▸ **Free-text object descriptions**
+++
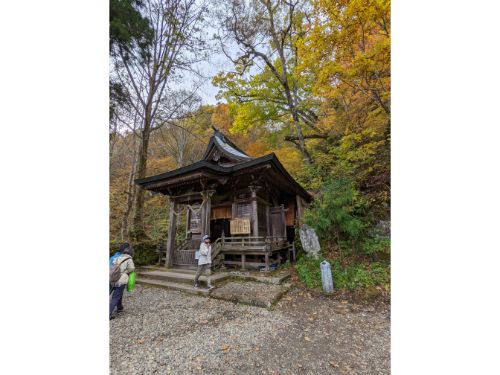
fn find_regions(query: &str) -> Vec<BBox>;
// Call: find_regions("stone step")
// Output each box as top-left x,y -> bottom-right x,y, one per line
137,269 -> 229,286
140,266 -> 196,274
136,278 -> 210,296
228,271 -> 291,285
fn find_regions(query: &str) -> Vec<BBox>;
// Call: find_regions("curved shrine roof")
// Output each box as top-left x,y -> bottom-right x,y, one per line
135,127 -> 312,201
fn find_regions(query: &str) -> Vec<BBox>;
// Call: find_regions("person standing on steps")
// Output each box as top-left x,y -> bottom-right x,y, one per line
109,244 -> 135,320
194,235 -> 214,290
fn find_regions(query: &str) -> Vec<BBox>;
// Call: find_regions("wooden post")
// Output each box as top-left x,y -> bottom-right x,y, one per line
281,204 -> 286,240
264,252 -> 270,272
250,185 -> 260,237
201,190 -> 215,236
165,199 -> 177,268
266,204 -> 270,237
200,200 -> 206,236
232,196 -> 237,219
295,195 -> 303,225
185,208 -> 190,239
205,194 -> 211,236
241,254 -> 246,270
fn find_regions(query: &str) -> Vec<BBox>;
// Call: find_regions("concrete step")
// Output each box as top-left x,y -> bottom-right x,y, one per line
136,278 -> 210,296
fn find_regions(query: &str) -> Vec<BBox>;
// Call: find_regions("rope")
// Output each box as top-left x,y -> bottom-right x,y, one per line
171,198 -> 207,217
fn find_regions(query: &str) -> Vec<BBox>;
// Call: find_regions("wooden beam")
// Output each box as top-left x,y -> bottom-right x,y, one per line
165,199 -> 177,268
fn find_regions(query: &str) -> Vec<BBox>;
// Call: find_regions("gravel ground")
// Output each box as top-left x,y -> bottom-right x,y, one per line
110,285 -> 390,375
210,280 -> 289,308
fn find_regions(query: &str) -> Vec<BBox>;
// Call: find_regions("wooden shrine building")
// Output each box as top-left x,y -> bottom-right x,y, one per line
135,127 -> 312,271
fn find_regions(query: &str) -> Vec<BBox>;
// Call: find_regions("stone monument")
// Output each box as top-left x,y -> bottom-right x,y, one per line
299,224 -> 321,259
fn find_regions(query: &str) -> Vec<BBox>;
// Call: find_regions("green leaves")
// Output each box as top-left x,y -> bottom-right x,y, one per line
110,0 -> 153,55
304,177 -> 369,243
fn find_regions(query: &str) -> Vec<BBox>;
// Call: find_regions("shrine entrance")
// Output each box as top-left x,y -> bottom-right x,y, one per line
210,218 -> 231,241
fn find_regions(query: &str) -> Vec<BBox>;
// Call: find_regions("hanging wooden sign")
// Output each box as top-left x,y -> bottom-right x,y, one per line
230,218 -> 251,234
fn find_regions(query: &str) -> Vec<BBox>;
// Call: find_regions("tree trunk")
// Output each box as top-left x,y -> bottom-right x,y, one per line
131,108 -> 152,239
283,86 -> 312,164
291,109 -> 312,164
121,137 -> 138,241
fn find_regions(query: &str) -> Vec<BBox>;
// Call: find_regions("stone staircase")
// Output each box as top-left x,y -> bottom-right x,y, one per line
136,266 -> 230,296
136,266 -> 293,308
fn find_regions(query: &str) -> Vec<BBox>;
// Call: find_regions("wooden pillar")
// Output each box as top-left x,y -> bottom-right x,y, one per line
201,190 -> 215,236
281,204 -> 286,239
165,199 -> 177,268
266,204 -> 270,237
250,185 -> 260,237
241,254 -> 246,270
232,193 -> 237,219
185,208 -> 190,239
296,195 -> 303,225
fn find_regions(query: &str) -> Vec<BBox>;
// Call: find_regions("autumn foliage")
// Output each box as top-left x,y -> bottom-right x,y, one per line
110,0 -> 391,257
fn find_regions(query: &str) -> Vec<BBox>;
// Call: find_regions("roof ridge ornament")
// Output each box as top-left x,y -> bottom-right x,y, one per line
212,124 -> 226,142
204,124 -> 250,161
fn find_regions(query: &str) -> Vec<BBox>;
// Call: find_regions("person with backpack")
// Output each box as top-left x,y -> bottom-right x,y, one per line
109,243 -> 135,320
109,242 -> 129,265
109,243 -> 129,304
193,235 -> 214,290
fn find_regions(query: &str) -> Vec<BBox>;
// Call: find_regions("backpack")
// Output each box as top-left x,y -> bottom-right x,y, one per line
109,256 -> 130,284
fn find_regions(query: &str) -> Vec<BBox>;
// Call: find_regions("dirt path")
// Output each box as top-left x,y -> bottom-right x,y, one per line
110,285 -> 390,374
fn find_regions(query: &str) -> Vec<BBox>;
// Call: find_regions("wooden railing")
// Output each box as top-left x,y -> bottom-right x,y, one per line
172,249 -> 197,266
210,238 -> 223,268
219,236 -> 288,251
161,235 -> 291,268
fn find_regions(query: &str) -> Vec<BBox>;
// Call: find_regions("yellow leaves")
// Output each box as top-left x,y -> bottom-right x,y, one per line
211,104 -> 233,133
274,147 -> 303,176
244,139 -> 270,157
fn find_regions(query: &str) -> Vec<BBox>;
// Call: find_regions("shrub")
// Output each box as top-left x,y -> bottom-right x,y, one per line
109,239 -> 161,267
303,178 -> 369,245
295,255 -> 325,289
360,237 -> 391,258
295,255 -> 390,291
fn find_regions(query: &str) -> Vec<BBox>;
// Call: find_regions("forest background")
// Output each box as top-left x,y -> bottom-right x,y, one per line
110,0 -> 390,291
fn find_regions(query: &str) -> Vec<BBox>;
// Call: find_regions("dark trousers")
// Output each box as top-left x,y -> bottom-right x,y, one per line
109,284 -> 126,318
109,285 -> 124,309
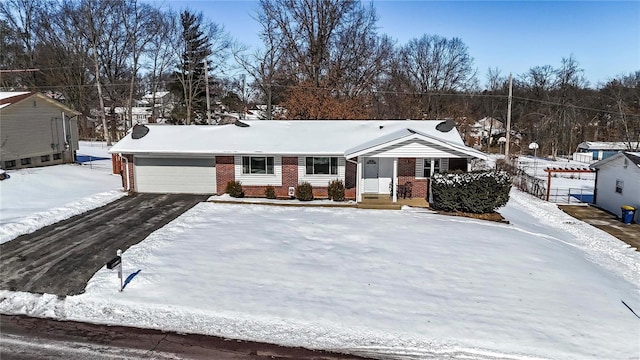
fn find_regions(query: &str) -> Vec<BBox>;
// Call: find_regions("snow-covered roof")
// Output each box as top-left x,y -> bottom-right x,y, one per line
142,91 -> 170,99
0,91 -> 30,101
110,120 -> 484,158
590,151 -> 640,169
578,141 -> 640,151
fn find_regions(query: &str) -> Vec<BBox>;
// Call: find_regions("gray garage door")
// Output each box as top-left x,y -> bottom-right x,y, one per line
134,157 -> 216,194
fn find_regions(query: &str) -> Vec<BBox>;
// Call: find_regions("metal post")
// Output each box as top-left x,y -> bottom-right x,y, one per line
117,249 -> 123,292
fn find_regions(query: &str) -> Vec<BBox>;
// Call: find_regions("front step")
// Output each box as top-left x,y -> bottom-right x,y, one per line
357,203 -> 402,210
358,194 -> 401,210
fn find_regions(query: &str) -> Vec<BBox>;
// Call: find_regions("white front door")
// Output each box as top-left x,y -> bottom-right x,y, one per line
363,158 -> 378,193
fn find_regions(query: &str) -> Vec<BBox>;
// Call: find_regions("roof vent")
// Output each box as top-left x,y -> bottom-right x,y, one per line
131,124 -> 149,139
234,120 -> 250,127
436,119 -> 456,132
+++
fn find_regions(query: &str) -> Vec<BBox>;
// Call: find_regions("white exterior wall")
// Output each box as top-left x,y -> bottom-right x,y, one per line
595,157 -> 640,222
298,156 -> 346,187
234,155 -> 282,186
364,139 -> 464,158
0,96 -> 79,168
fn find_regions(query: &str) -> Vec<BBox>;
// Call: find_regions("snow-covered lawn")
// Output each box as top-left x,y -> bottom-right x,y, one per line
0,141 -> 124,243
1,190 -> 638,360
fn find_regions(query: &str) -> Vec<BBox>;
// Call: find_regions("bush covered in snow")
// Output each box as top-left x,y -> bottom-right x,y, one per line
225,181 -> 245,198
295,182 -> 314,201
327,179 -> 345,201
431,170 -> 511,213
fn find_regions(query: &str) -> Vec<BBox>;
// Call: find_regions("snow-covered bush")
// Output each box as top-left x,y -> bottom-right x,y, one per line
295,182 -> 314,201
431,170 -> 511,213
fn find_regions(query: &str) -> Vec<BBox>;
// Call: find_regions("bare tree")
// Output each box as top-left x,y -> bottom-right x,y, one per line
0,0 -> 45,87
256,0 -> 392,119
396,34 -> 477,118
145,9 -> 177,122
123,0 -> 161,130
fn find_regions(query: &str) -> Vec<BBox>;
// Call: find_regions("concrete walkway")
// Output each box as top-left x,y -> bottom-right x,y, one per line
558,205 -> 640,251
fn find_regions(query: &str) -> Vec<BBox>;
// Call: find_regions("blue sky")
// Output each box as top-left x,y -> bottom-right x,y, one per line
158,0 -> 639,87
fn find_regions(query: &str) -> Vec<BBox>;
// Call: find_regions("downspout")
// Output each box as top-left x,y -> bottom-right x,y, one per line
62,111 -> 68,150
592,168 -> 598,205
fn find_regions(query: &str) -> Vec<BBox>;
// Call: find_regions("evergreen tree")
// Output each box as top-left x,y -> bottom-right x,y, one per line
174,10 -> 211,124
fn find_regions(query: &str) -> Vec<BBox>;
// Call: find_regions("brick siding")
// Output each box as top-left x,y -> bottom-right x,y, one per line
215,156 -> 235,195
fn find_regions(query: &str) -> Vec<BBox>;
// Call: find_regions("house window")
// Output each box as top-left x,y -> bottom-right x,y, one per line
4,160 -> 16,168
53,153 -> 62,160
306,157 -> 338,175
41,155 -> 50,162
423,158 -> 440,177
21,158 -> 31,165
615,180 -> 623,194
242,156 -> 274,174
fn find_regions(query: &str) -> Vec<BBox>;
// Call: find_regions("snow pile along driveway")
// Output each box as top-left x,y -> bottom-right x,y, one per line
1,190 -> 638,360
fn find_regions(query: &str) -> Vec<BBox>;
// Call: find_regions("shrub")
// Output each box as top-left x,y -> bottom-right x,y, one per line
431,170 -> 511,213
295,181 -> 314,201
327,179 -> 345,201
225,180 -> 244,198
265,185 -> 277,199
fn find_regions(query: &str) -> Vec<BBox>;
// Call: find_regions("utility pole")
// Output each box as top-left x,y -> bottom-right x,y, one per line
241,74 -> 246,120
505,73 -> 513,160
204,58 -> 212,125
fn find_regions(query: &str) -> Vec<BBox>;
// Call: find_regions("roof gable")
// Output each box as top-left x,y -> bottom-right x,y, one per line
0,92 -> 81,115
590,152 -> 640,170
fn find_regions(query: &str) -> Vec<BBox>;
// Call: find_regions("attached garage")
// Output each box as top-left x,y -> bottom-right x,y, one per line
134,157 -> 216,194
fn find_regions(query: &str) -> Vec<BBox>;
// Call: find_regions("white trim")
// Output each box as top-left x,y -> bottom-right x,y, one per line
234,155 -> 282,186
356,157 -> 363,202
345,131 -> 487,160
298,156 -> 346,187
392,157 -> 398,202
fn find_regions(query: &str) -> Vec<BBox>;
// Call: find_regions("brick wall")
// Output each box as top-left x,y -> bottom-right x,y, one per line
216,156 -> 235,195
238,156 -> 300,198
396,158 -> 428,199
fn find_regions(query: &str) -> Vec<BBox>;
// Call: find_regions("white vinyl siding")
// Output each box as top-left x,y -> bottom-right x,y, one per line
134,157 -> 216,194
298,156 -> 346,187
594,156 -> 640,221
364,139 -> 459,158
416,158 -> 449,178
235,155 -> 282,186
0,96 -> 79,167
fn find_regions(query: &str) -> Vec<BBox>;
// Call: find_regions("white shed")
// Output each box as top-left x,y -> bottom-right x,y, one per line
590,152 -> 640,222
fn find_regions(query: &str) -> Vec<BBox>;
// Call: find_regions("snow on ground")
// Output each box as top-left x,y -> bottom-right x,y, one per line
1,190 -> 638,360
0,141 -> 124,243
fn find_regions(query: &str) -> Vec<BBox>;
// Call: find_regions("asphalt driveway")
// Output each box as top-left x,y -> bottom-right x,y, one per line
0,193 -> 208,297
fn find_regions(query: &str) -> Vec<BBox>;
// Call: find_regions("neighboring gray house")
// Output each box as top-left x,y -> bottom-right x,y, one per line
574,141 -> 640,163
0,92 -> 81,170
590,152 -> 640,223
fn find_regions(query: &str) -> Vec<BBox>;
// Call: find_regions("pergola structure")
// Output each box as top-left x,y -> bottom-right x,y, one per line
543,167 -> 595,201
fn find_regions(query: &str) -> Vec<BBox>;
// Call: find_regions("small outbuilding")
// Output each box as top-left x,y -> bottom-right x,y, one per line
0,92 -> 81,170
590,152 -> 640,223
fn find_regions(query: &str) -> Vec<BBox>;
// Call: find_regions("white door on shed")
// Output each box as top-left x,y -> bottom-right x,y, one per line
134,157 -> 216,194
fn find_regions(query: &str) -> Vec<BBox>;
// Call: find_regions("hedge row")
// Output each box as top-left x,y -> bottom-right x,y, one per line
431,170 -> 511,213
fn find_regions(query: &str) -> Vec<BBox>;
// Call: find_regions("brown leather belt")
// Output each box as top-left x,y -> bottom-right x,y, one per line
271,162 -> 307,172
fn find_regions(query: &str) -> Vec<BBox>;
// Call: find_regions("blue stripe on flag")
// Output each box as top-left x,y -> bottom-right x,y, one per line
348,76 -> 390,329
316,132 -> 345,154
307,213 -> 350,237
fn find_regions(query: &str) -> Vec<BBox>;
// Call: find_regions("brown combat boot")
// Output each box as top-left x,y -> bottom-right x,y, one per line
+++
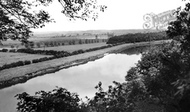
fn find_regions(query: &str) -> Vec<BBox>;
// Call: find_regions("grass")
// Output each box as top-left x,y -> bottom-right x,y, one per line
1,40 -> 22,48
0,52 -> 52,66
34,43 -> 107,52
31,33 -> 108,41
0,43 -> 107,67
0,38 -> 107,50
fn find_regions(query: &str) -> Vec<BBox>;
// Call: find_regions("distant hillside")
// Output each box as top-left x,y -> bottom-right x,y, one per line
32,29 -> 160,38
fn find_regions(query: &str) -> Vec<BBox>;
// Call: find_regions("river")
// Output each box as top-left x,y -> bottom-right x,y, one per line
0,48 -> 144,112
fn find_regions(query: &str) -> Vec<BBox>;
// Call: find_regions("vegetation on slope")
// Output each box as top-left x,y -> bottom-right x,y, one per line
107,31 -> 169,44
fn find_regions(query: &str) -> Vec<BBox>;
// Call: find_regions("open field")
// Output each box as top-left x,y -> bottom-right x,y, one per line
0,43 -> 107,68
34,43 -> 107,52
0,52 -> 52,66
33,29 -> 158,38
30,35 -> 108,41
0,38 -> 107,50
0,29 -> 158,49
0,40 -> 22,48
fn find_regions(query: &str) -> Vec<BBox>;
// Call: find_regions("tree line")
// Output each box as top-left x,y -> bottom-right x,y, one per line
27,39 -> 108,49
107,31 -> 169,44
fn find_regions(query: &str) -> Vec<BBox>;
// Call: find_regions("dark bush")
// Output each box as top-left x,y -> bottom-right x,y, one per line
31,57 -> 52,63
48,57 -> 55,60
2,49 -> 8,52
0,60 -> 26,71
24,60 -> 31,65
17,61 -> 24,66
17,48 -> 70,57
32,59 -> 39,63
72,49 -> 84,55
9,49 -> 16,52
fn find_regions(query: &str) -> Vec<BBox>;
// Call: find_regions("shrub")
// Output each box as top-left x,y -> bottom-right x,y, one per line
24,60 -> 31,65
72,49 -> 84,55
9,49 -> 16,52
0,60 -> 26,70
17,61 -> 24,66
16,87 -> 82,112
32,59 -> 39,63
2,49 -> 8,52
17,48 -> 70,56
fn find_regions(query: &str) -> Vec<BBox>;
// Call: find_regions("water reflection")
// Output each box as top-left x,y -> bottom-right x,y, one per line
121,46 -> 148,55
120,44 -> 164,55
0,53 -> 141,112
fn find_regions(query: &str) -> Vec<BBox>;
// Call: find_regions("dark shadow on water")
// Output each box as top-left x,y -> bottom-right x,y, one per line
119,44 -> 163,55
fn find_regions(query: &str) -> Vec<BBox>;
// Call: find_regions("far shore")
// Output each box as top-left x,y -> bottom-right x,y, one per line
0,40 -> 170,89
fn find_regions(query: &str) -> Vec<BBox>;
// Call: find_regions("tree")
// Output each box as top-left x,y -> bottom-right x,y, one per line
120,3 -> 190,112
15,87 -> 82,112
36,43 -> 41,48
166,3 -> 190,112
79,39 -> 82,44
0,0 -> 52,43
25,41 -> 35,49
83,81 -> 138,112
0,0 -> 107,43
+++
▸ **DESCRIPTION OF THE TASK**
State how many lines of the entries contain the word "gray". Nothing besides the number belongs in the reply.

▸ **WRITTEN ANSWER**
2